* **What you need to do**: Return, from the listing below, every line that includes "give".

* **Records**:

= Beginning of Section =

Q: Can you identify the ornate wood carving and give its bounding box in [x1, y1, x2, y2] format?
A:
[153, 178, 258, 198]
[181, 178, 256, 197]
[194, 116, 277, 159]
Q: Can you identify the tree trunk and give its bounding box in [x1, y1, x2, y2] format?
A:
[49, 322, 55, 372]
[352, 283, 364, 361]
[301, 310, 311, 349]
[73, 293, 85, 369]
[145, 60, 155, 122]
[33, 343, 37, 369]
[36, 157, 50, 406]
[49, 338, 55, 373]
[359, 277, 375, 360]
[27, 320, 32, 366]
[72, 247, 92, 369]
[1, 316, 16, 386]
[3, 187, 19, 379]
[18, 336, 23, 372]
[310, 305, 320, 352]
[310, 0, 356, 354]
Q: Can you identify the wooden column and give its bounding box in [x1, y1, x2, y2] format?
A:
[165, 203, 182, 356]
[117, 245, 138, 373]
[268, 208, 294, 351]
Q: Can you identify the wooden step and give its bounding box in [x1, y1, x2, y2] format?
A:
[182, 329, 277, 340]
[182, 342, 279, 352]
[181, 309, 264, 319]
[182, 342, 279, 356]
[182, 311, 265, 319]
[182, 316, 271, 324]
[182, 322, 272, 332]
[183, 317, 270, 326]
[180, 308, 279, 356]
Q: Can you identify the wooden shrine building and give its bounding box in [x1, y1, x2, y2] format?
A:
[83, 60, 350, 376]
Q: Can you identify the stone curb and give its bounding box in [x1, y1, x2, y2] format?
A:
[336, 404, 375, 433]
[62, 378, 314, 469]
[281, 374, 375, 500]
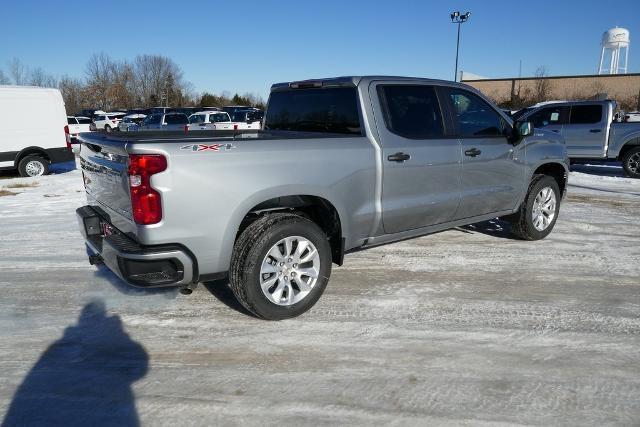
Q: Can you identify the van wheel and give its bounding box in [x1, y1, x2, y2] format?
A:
[229, 213, 332, 320]
[622, 146, 640, 178]
[18, 155, 49, 177]
[104, 124, 112, 133]
[505, 175, 560, 240]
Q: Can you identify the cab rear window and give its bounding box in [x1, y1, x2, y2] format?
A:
[264, 87, 362, 135]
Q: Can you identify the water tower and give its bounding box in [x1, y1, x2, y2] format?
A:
[598, 27, 630, 74]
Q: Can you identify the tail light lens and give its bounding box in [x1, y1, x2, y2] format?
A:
[234, 124, 238, 130]
[128, 154, 167, 225]
[64, 125, 71, 148]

= End of Section =

* **Exercise response**:
Q: Can you identify the ornate wood carving and give its bounding box in [x1, y1, x2, y2] format?
Q: Can you identify the tree trunk and give its bounding box in [x1, y1, x2, y2] format?
Q: Can you identify the wooden column and give its bounding box in [x1, y1, x2, y2] format?
Q: Can you identify the wooden step and give its bounding box in [x1, y1, x2, y2] format?
Q: Can you identify the wooden shrine building and give its bounding box in [x1, y1, x2, y2] format?
Q: Can you identify the stone curb and give its bounding box in [x1, y1, x2, y2] format?
Q: Can you identify the van wheel and give its bounding box in [x1, y1, x2, y2] format?
Q: Can you identify the cab rear window and give its bounding box in [x1, y1, x2, y2] format?
Q: Can you identify the water tower and give its bounding box in [x1, y1, x2, y2] format?
Q: Can you identify the tail light lens and give its bounding box in [x1, y1, x2, y2] format?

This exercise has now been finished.